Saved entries
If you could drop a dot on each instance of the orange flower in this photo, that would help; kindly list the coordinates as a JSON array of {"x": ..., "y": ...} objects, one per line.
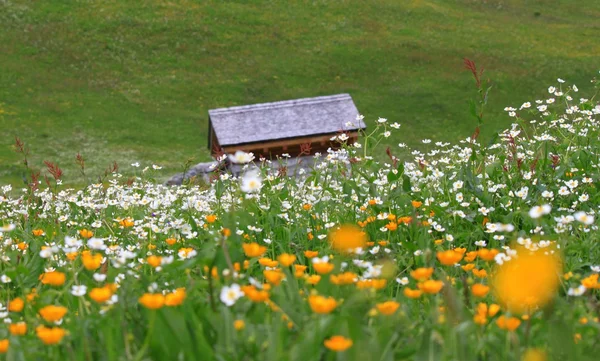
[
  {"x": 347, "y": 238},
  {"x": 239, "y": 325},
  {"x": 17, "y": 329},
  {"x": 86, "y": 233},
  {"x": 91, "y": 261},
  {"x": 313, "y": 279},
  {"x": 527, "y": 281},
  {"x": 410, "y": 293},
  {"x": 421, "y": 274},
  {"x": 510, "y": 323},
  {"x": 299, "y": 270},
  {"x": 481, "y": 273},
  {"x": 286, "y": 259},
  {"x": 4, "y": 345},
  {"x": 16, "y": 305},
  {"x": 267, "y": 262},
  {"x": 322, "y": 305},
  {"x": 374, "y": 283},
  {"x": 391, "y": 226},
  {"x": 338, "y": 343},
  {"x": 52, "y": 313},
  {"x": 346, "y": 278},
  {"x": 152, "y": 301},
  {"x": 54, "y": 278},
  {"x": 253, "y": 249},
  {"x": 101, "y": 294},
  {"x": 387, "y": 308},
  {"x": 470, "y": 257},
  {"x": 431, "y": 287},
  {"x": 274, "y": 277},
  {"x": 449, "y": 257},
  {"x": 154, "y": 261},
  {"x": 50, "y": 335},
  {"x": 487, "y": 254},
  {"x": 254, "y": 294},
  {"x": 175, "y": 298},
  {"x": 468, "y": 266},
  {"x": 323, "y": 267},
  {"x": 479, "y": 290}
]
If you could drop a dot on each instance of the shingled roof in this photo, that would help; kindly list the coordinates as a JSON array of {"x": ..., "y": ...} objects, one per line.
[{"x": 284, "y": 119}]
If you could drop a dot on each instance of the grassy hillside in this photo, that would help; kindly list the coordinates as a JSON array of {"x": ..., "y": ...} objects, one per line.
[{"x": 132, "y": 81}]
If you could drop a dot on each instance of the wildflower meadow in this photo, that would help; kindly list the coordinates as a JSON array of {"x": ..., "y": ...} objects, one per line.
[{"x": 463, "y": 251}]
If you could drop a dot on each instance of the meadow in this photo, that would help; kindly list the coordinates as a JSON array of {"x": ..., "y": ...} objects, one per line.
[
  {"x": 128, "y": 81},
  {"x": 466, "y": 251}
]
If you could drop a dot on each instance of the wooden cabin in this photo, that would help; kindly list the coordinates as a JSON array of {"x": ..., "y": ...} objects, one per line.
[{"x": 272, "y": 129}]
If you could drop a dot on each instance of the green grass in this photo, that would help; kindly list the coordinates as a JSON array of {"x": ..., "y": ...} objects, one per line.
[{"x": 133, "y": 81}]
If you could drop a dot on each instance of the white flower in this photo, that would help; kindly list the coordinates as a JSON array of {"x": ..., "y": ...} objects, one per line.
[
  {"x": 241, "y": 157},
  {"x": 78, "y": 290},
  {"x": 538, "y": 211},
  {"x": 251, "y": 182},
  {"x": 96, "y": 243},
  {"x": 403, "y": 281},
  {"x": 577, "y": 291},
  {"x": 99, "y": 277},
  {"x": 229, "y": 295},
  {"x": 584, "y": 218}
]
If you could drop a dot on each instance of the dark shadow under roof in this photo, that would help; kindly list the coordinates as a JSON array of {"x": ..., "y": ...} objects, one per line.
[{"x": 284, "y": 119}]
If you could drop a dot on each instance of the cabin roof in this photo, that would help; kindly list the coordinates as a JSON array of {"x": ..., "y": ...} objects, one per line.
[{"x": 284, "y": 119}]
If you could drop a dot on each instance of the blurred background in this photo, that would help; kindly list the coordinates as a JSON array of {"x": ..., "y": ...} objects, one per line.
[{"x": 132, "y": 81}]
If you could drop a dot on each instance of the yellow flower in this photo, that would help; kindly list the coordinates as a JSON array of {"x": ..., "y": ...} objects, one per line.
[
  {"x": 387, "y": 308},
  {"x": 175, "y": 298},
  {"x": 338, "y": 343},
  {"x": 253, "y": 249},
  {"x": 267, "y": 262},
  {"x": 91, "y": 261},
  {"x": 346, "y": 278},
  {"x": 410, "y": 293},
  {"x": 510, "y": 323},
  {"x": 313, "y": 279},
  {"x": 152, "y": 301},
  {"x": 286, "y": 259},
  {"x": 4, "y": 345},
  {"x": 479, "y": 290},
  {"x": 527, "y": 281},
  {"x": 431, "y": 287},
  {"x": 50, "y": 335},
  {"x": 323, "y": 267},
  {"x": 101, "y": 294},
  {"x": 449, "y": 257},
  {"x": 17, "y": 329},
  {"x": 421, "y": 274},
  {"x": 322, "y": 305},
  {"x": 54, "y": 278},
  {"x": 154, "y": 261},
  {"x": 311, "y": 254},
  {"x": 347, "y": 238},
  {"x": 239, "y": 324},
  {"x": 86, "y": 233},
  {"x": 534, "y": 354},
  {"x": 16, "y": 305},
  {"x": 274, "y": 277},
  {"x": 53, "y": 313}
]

▸ **TASK DESCRIPTION**
Retype all of the entries exactly as written, leaving out any images.

▸ **OUTPUT FOR THIS EXERCISE**
If you could drop a dot on each instance of the orange flower in this photo, that would help; kindly list the coordinates as a JSON array of {"x": ..., "y": ...} objects, one per line.
[
  {"x": 347, "y": 238},
  {"x": 239, "y": 325},
  {"x": 17, "y": 329},
  {"x": 86, "y": 233},
  {"x": 91, "y": 261},
  {"x": 313, "y": 279},
  {"x": 527, "y": 281},
  {"x": 410, "y": 293},
  {"x": 421, "y": 274},
  {"x": 510, "y": 323},
  {"x": 299, "y": 270},
  {"x": 481, "y": 273},
  {"x": 286, "y": 259},
  {"x": 4, "y": 345},
  {"x": 16, "y": 305},
  {"x": 267, "y": 262},
  {"x": 322, "y": 305},
  {"x": 374, "y": 283},
  {"x": 391, "y": 226},
  {"x": 338, "y": 343},
  {"x": 52, "y": 313},
  {"x": 346, "y": 278},
  {"x": 152, "y": 301},
  {"x": 54, "y": 278},
  {"x": 253, "y": 249},
  {"x": 101, "y": 294},
  {"x": 387, "y": 308},
  {"x": 470, "y": 257},
  {"x": 431, "y": 287},
  {"x": 274, "y": 277},
  {"x": 449, "y": 257},
  {"x": 154, "y": 261},
  {"x": 50, "y": 335},
  {"x": 487, "y": 254},
  {"x": 254, "y": 294},
  {"x": 175, "y": 298},
  {"x": 468, "y": 266},
  {"x": 323, "y": 267},
  {"x": 479, "y": 290}
]
If you could drop a dot on each instance of the shingled roof in this photo, that would help; kindly list the coordinates as a JSON array of {"x": ..., "y": ...} objects, one per line.
[{"x": 284, "y": 119}]
If you could drop a dot on each instance of the grassy hillside in this photo, that would help; kindly list the coordinates as a JSON array of {"x": ..., "y": ...} objects, one per line.
[{"x": 132, "y": 81}]
If you could drop a dot on each instance of the wildflower meadow in this photo, that would help; kindly list the coordinates as a JSON array of {"x": ..., "y": ...} objects, one per line.
[{"x": 463, "y": 251}]
If you could drop a dot on each instance of the meadow in this photo, that would help; kindly list the coordinates as a JSON array of {"x": ..., "y": ...} objects, one per line.
[
  {"x": 128, "y": 81},
  {"x": 466, "y": 251}
]
If you could drop a dot on each instance of the wooden cabin in this photo, that would help; kindly list the coordinates as a JSON array of {"x": ..., "y": ...} objects, one per line.
[{"x": 272, "y": 129}]
If you could drop a dot on each instance of the green grass in this photo, that would help; kindly list the coordinates as a JSON array of {"x": ..., "y": ...} objects, one per line.
[{"x": 133, "y": 81}]
If you could drop a dot on each instance of the white flower in this photo, that would help; kindly list the coordinates as a JSON array of {"x": ..., "y": ...} objects, one per line.
[
  {"x": 241, "y": 157},
  {"x": 78, "y": 290},
  {"x": 538, "y": 211},
  {"x": 251, "y": 182},
  {"x": 96, "y": 243},
  {"x": 403, "y": 281},
  {"x": 577, "y": 291},
  {"x": 99, "y": 277},
  {"x": 229, "y": 295},
  {"x": 584, "y": 218}
]
If you could drop a dot on each instance of the dark shadow under roof in this photo, that would help; kindly list the coordinates as a JSON array of {"x": ..., "y": ...} objects, one per line.
[{"x": 284, "y": 119}]
If you could drop a dot on each instance of the cabin roof in this photo, that would help; kindly list the coordinates as a JSON array of {"x": ..., "y": ...} objects, one per line.
[{"x": 284, "y": 119}]
If you could drop a dot on each instance of the blurred background in this photo, that would help; kindly list the coordinates as a JSON array of {"x": ..., "y": ...} objects, one per line.
[{"x": 132, "y": 81}]
If you could drop a dot on each instance of the yellow flower in this photo, that would help; kindly list the coordinates as a JSON array of {"x": ..., "y": ...} objects, one per line.
[
  {"x": 387, "y": 308},
  {"x": 175, "y": 298},
  {"x": 338, "y": 343},
  {"x": 253, "y": 249},
  {"x": 267, "y": 262},
  {"x": 91, "y": 261},
  {"x": 346, "y": 278},
  {"x": 410, "y": 293},
  {"x": 510, "y": 323},
  {"x": 313, "y": 279},
  {"x": 152, "y": 301},
  {"x": 286, "y": 259},
  {"x": 4, "y": 345},
  {"x": 479, "y": 290},
  {"x": 527, "y": 281},
  {"x": 431, "y": 287},
  {"x": 50, "y": 335},
  {"x": 323, "y": 267},
  {"x": 101, "y": 294},
  {"x": 449, "y": 257},
  {"x": 17, "y": 329},
  {"x": 421, "y": 274},
  {"x": 322, "y": 305},
  {"x": 54, "y": 278},
  {"x": 154, "y": 261},
  {"x": 311, "y": 254},
  {"x": 347, "y": 238},
  {"x": 239, "y": 324},
  {"x": 86, "y": 233},
  {"x": 534, "y": 354},
  {"x": 16, "y": 305},
  {"x": 274, "y": 277},
  {"x": 53, "y": 313}
]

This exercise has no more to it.